Do this: Find every line in the items below that contains the word "jersey", and copy each of those lines.

Location identification items:
***

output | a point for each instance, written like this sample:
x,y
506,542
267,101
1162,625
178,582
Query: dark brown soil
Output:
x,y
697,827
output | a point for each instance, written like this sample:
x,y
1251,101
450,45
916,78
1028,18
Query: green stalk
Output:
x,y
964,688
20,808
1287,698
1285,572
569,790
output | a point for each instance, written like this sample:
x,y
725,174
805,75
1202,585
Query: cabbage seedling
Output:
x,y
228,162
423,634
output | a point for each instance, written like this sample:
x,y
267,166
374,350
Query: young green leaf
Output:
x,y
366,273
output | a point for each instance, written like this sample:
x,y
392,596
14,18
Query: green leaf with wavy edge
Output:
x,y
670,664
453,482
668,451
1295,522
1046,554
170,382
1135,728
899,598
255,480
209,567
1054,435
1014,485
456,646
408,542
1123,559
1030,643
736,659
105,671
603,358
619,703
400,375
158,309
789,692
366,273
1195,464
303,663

***

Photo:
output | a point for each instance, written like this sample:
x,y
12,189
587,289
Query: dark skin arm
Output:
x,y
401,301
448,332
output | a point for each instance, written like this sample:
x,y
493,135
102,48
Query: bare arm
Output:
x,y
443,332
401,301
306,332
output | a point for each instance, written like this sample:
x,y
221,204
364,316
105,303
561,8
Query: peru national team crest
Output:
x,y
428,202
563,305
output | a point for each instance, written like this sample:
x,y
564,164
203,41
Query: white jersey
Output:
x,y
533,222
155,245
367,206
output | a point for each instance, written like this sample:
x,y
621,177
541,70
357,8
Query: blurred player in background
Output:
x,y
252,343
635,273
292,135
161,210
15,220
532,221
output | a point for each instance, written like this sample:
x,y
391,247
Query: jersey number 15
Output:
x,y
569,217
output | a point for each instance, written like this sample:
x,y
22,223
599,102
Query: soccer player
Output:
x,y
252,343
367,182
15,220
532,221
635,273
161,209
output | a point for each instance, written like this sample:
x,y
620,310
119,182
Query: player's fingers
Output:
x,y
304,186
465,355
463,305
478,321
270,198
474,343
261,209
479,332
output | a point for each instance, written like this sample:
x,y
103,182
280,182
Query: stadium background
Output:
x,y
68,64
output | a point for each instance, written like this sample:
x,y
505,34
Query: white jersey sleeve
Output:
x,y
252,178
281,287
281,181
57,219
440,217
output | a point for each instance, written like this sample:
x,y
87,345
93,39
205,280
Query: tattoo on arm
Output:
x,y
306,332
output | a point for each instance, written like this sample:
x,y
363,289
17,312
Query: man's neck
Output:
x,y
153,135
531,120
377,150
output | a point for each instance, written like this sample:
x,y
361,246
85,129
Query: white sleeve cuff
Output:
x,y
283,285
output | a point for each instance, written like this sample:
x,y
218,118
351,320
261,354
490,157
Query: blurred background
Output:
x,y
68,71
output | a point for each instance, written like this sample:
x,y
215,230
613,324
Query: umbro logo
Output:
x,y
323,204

***

Full response:
Query: white jersey
Query: jersey number 15
Query: white jersey sleeve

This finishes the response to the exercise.